──────── Source document

Bitcoin slumped sharply on Wednesday as escalating trade conflicts between the US and China rocked global financial markets.
The leading cryptocurrency lost nearly 5% in value in the 24 hours after the announcement, reflecting a wave of widespread selling across multiple asset classes. The drop was triggered by China's declaration to impose high retaliatory tariffs, which increased tariffs on US imports from 34% to 84%.
The recent US imposition of a 104% tariff on Chinese goods has aggravated an already strained economic relationship between the world's two largest economies. Investors are selling riskier assets and shifting to safer investments as the ongoing trade war threatens to slow the global economic recovery.
Asian markets immediately felt the effects of the tariff hike. The Nikkei 225 index in Japan fell sharply by almost 4% during early trading. Markets in South Korea, Australia and New Zealand also posted significant declines, reflecting widespread fears about potential economic fallout.
Australian stocks opened down 2%, erasing earlier gains, as prospects for a swift resolution of US-China trade tensions waned.
The US was also affected by strong knock-on effects. After touching a temporary high of 4.1%, the S&P 500 index reversed with a 1.6% drop, settling almost 19% below its February high.

The Dow Jones Industrial Average lost 0.8 per cent, while the Nasdaq Composite Index dropped a significant 2.1 per cent. Bitcoin's recent price movements show a strong correlation with the Nasdaq, contributing to its sharp decline.
The sudden drop in the crypto market triggered a large wave of liquidations, with daily losses exceeding $400 million.
"In the past 24 hours, 135,731 traders have been liquidated, totalling $437.32 million," Coinglass said.
Most of the losses during this sell-off hit leveraged long positions. Market sentiment towards Bitcoin has undergone a major shift, with the long-short ratio reversing after weeks of stability. Open interest shows that short positions account for 55 per cent of the total, demonstrating the growing bearish sentiment in the market.
Investors across several sectors are rapidly reducing risk exposure and bracing for more volatility as the trade conflict escalates. The additional duties of 104% imposed by President Trump on Chinese imports, combined with the diplomatic standoff, have greatly increased uncertainty in the markets, leading traders to focus on liquidity and implement defensive strategies.
The Chinese announcement of 84% duties on all US imports, effective 10 April, could further exacerbate market instability.

────────────────
──────── Available data

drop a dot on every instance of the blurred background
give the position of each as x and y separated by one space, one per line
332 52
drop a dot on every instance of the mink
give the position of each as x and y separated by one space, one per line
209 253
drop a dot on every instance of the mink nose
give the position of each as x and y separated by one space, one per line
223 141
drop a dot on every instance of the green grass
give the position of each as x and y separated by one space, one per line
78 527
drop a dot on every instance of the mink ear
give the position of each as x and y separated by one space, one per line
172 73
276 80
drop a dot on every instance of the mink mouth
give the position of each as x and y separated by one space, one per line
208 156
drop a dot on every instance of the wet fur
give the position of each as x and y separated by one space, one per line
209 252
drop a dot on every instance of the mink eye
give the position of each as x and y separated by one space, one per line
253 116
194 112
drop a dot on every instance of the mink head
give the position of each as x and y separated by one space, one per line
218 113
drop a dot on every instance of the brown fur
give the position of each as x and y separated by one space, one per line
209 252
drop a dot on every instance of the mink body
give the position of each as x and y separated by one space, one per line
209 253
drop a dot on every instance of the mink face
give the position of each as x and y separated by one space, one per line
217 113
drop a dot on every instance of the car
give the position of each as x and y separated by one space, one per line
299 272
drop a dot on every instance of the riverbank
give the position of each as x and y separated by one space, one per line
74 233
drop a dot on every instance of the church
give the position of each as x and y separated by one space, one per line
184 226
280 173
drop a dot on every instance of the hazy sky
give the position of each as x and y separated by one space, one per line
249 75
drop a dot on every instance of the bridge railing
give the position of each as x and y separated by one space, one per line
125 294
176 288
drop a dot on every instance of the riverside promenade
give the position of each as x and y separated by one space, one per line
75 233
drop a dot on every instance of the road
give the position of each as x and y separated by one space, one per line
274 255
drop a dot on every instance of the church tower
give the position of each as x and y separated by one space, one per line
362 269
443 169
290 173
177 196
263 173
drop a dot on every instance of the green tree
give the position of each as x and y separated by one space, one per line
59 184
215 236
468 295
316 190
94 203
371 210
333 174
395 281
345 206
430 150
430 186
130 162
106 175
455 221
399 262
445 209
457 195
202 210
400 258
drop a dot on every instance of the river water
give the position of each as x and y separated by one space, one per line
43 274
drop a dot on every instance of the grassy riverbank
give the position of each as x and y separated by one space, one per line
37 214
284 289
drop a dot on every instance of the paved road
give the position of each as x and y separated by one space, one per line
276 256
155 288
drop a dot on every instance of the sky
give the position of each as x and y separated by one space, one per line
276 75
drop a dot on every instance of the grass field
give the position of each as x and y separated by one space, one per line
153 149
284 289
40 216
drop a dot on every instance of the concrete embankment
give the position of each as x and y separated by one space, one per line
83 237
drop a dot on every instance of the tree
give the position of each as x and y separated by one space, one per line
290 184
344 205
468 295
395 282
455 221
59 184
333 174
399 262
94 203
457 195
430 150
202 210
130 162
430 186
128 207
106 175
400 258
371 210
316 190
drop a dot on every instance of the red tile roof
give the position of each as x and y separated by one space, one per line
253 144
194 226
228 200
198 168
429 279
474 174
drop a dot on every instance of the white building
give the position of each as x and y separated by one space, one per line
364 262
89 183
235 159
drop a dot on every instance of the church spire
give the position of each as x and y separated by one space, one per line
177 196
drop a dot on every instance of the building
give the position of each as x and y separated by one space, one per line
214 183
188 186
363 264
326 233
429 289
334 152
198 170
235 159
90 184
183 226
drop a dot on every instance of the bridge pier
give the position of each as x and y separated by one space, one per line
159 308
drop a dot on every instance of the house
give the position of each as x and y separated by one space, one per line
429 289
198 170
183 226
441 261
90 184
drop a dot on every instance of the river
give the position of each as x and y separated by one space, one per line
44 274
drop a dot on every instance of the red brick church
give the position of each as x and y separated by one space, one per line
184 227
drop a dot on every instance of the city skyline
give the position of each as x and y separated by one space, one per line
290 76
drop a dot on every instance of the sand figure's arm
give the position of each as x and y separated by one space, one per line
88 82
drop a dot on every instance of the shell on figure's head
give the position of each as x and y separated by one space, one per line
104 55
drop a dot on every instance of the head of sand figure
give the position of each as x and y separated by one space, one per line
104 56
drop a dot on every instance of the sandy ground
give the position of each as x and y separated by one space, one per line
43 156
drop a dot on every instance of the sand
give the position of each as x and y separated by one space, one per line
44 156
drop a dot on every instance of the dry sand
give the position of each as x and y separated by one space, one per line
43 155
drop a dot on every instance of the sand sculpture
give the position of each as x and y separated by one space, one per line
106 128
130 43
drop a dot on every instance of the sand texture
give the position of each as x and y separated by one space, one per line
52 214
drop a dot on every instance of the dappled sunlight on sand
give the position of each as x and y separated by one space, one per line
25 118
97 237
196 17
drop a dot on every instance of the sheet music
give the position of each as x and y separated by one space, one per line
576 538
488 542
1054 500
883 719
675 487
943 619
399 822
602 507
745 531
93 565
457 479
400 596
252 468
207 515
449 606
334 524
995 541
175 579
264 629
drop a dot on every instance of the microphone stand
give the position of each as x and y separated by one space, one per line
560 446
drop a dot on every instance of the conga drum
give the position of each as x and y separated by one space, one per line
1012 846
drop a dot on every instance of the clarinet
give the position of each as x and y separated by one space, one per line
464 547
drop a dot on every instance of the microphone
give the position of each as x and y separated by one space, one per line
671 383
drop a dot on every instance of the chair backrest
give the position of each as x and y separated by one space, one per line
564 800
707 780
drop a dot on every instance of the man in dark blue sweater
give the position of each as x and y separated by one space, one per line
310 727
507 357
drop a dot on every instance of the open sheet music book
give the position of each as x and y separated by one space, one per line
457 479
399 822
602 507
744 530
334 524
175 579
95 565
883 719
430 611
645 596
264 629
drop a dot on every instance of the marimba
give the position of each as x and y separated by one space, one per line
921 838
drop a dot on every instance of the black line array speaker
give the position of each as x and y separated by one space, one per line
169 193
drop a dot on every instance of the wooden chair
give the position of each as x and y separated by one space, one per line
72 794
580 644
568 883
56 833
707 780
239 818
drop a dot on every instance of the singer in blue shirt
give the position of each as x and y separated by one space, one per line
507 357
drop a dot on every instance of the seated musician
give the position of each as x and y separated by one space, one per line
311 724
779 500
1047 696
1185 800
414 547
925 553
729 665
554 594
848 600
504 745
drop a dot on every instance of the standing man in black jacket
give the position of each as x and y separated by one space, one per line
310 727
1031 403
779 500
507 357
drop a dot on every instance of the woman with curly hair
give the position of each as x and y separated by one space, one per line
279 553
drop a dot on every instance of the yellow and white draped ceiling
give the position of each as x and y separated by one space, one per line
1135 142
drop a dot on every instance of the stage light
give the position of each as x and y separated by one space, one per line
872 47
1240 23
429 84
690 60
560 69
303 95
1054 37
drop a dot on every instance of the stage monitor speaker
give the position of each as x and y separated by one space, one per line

────────────────

Using the article on Bitcoin's slump, say whether each statement agrees with it, answering yes or no and quoting the words that decide it. 1. China raised its tariffs on US imports from 34% to 84%. 2. The Nikkei 225 fell by more than 5% in early trading. 3. Short positions make up the majority of Bitcoin open interest.

**Task result:**
1. Yes: "increased tariffs on US imports from 34% to 84%"
2. No: "fell sharply by almost 4% during early trading"
3. Yes: "short positions account for 55 per cent of the total"